_DESCRIPTION OF THE TASK_
After locating the line with "Where can the beech" in the data that follows, return it and every later line exactly, up to and including the line with "Where can the thick".

_PROVIDED INFORMATION_
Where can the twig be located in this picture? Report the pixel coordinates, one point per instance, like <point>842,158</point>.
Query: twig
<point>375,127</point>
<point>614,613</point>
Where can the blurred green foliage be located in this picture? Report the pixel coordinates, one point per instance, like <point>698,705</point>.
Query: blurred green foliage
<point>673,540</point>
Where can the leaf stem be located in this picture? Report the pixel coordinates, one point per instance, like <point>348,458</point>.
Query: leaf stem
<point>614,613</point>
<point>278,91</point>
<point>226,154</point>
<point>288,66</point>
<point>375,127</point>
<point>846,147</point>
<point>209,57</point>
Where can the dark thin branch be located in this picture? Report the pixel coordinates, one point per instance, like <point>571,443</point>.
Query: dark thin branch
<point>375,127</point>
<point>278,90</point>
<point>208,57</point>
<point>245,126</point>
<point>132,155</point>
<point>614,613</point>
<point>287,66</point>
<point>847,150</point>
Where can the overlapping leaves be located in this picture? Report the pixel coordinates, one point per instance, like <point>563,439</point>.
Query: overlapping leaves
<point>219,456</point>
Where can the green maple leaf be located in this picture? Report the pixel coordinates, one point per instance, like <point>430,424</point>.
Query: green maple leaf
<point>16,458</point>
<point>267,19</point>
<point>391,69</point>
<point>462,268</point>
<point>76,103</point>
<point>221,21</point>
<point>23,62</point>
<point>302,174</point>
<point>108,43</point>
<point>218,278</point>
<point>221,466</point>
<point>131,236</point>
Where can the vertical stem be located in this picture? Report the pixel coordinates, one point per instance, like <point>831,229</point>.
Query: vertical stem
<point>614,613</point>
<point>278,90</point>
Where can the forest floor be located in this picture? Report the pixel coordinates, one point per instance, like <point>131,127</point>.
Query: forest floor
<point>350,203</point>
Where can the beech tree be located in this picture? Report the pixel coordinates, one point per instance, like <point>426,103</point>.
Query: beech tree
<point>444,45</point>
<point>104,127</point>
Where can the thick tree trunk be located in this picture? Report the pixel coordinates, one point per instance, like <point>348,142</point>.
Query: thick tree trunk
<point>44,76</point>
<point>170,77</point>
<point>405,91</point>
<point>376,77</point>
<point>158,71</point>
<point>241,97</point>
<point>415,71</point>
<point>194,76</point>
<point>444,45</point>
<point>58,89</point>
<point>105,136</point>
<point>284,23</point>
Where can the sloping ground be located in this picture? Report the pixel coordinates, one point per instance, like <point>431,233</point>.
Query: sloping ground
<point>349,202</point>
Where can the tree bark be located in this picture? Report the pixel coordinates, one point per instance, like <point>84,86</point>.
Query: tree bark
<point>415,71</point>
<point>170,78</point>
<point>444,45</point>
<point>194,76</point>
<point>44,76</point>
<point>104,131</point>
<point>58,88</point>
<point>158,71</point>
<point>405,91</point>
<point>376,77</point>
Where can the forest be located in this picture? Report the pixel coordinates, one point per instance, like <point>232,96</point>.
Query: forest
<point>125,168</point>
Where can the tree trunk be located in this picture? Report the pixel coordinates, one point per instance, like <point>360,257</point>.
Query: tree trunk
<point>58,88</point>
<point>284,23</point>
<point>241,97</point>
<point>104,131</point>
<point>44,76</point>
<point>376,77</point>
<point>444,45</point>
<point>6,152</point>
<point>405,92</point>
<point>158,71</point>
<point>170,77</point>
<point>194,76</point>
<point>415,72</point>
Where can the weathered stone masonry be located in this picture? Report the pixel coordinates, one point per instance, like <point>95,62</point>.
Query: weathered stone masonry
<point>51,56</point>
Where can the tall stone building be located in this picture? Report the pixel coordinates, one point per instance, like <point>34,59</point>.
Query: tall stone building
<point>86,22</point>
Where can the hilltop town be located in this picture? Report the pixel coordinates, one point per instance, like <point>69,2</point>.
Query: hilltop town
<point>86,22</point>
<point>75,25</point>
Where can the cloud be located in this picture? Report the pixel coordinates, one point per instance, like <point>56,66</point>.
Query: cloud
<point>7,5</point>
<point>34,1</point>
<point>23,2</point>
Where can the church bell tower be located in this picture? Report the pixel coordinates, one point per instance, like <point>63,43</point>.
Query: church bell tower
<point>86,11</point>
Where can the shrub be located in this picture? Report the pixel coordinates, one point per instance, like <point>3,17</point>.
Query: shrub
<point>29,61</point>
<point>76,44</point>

_FINAL ANSWER_
Where can the beech tree be located in this picture? Report the pixel coordinates, one point per instance, like <point>426,103</point>.
Query: beech tree
<point>444,45</point>
<point>104,127</point>
Where can the thick tree trunk be located in this picture? Report the pixel coordinates, one point per instance, like <point>348,142</point>.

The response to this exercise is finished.